[start of THE RECORDS]
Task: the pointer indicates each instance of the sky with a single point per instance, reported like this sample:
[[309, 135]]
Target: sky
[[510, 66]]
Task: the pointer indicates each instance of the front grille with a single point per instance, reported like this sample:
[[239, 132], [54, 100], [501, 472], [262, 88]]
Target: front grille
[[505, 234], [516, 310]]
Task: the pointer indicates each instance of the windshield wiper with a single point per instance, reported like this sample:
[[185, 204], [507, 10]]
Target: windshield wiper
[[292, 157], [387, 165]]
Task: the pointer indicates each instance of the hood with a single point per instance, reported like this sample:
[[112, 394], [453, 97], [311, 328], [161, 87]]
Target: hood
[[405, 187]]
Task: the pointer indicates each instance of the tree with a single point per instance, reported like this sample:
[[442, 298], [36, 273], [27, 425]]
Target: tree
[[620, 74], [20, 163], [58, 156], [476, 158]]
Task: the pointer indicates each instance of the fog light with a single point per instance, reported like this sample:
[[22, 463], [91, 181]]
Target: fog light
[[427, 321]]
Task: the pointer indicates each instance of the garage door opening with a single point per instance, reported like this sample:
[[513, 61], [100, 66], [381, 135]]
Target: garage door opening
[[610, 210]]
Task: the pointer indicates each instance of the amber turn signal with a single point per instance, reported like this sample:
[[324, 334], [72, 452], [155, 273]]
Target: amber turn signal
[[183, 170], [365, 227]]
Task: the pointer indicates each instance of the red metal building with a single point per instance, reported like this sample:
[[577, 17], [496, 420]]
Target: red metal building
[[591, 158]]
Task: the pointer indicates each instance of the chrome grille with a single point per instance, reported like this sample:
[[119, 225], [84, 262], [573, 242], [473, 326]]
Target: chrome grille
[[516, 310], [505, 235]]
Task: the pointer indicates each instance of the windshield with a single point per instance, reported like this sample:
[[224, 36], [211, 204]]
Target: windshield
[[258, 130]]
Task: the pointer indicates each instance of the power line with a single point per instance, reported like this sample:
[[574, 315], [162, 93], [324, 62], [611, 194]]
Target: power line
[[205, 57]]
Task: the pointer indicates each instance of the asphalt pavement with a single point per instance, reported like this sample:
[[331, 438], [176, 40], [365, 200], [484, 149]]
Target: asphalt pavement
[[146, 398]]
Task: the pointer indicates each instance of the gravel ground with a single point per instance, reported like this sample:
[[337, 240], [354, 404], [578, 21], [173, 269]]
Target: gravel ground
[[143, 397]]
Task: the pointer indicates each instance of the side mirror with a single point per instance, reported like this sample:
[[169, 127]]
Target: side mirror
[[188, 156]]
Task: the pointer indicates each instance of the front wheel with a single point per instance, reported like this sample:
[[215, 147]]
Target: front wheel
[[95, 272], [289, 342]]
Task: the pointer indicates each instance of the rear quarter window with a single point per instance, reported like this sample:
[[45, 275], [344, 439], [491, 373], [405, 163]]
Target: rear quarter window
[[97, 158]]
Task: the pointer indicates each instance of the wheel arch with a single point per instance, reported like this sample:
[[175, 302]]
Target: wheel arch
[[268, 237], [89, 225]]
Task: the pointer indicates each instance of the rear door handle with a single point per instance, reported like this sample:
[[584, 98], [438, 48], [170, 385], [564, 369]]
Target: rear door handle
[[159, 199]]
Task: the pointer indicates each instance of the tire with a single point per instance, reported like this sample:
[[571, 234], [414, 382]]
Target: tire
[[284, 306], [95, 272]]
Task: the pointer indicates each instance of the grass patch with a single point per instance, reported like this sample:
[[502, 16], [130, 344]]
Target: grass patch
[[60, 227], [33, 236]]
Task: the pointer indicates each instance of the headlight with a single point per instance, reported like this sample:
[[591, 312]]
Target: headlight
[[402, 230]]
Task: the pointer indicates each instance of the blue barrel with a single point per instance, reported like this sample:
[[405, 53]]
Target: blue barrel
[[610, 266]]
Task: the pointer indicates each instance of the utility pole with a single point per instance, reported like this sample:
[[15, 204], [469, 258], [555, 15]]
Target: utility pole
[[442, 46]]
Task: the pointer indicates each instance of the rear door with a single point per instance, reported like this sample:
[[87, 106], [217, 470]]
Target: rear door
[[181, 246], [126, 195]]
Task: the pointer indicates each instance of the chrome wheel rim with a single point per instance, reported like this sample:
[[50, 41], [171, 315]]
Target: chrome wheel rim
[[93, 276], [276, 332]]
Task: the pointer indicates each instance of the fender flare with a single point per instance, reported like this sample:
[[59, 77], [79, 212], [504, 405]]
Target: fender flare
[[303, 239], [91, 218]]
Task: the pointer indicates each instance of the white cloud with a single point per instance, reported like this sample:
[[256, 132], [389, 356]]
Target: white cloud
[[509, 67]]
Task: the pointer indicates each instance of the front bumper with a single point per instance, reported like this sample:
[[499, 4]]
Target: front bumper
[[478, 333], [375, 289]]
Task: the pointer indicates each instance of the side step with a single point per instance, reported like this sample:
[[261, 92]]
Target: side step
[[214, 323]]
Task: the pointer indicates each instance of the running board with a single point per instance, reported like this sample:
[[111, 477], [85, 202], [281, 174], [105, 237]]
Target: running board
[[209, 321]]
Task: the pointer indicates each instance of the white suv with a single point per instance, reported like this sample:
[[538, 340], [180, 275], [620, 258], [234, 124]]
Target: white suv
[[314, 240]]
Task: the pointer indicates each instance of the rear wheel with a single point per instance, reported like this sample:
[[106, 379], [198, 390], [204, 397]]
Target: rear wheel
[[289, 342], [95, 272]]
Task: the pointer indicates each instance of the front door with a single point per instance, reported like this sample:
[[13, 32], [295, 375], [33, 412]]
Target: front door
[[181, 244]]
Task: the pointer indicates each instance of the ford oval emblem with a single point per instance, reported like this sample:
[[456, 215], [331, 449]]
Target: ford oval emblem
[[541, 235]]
[end of THE RECORDS]
WHAT TO WORK ON. Reproduce each of the records above verbatim, line by line, without altering, omitting, or adding anything.

FINAL RESULT.
Task: the pointer indicates each instance of the sky with a single point per instance, reported like this sample:
[[309, 135]]
Target: sky
[[510, 66]]
Task: the pointer indicates each instance of the front grille with a single point per instance, reported like this sample:
[[239, 132], [54, 100], [501, 472], [262, 88]]
Target: front grille
[[505, 234], [516, 310]]
Task: the pointer indicates each instance of the windshield wiper with a single point per instance, reported like this sample:
[[185, 204], [507, 10]]
Target: windshield wiper
[[292, 157], [387, 165]]
Task: the pointer indicates each instance of the hood with a single point per instance, reported like this sample:
[[112, 394], [453, 97], [311, 328], [161, 87]]
Target: hood
[[405, 187]]
Task: the pointer indicates each instance of the tree with a single point per instance, reported like this sample:
[[442, 298], [36, 273], [27, 425]]
Target: tree
[[620, 74], [20, 163], [58, 156], [476, 158]]
Task: the pointer indicates each instance of the fog light with a single point per instance, reported like this sample:
[[22, 463], [91, 181]]
Target: fog light
[[427, 321]]
Task: the pointer indicates each instance of the garage door opening with a single point per instance, reported like this sample:
[[513, 61], [100, 66], [381, 135]]
Target: garage door opening
[[610, 210]]
Task: the pointer indicates each instance of the amber turn signal with a single point per instance, reported like this sample:
[[324, 334], [72, 452], [155, 273]]
Target: amber turn signal
[[183, 170], [365, 227]]
Task: the pointer indicates each instance of the red metal building with a single point per instance, reported like this sample:
[[577, 17], [496, 420]]
Target: red metal building
[[591, 158]]
Task: the pointer indicates each instance of the chrome grille with a single point per instance, reported like this sample:
[[119, 225], [84, 262], [573, 242], [473, 326]]
Target: chrome grille
[[516, 310], [505, 235]]
Task: the pointer indicates each instance of the windshield with a single point per instance, reported like this sample:
[[224, 36], [211, 204]]
Target: windshield
[[258, 130]]
Task: the pointer indicates each instance of the power line with a single point per instance, reported like this sample:
[[574, 315], [162, 93], [324, 62], [611, 194]]
Target: power line
[[205, 57]]
Task: the pointer indicates each instance of the asphalt pavement with a single point per instance, reported like this sample:
[[331, 438], [176, 40], [365, 200], [484, 149]]
Target: asphalt pavement
[[146, 398]]
Task: the pointer indicates each instance of the gravel ground with a single point per instance, reported like this sample:
[[337, 240], [354, 404], [578, 21], [173, 269]]
Target: gravel ground
[[143, 397]]
Task: the pointer indicates each instance of the side mirror with a single point per instance, reported like this sample:
[[169, 127]]
Target: side mirror
[[188, 156]]
Task: the pointer indicates each instance of the front wheel with a single point per instance, reported like this sample:
[[215, 147]]
Target: front wheel
[[95, 272], [289, 342]]
Task: the pointer indicates each instance of the rear quarter window with a single point per instance, reported like this sample:
[[45, 275], [344, 439], [491, 373], [405, 163]]
Target: rear quarter window
[[97, 158]]
Task: the pointer indicates each instance of the wheel arch with a single point per instance, reported like this sample:
[[175, 302]]
Target: wheel arch
[[268, 237], [89, 225]]
Task: the pointer indicates each instance of the rear door handle with a single point per instance, reported like this sample:
[[584, 98], [438, 48], [170, 385], [564, 369]]
Target: rear door handle
[[159, 199]]
Task: the pointer indicates each instance of the tire with a single point per instance, reported like this sample:
[[571, 234], [414, 382]]
Target: tire
[[284, 306], [95, 272]]
Task: the pointer indicates each instance of the grass patch with a single point per instance, reported like this sample:
[[502, 16], [130, 344]]
Target: grass patch
[[60, 227], [33, 236]]
Task: the pointer indicates each instance of the headlight with a single point per instance, reported like this sample:
[[591, 312]]
Target: headlight
[[402, 230]]
Task: the pointer indicates each instance of the blue barrel with a single point per instance, reported like this sample:
[[405, 53]]
Target: blue barrel
[[610, 266]]
Task: the pointer indicates each instance of the utility pole with a single point per instance, reported like this sample:
[[15, 204], [469, 258], [555, 15]]
Target: utility pole
[[442, 46]]
Task: the pointer indicates each instance of the rear door with a single point per instance, reported like this sample:
[[87, 106], [217, 470]]
Target: rear door
[[181, 246], [126, 195]]
Task: the pointer indicates each instance of the chrome wheel rim with a single point per instance, reported like this sample:
[[50, 41], [171, 315]]
Target: chrome wheel rim
[[93, 276], [276, 332]]
Task: the pointer indicates each instance of the fender flare with a single point per instance, reported like this sample:
[[59, 77], [79, 212], [504, 405]]
Target: fender flare
[[303, 239], [91, 218]]
Task: the pointer indicates each instance of the white cloud with a single point per instance, reported like this sample:
[[256, 132], [389, 356]]
Target: white cloud
[[509, 67]]
Task: the pointer indicates each instance of the front bumper with a single point per instance, reported like this sample:
[[499, 4]]
Target: front bumper
[[478, 333], [375, 289]]
Task: the pointer indicates each instance of the side step with a single point per instance, reported like this sample:
[[261, 92]]
Target: side step
[[214, 323]]
Task: the pointer indicates each instance of the running board with a single point per instance, reported like this sample:
[[111, 477], [85, 202], [281, 174], [105, 237]]
Target: running board
[[209, 321]]
Task: the pointer indicates each instance of the white suv with a single point per instance, reported like this sample:
[[538, 340], [180, 275], [620, 258], [234, 124]]
Target: white suv
[[314, 240]]
Task: the pointer indicates each instance of the rear wheel with a single point per instance, reported like this sample:
[[106, 379], [198, 390], [204, 397]]
Target: rear wheel
[[289, 342], [95, 272]]
Task: the pointer indicates each instance of the front door with a single point per instance, reported like this sample:
[[13, 32], [295, 375], [33, 412]]
Target: front door
[[181, 244]]
Task: the pointer indicates each instance of the ford oval emblem with a single point per instance, reported like this sample:
[[456, 215], [331, 449]]
Target: ford oval emblem
[[541, 235]]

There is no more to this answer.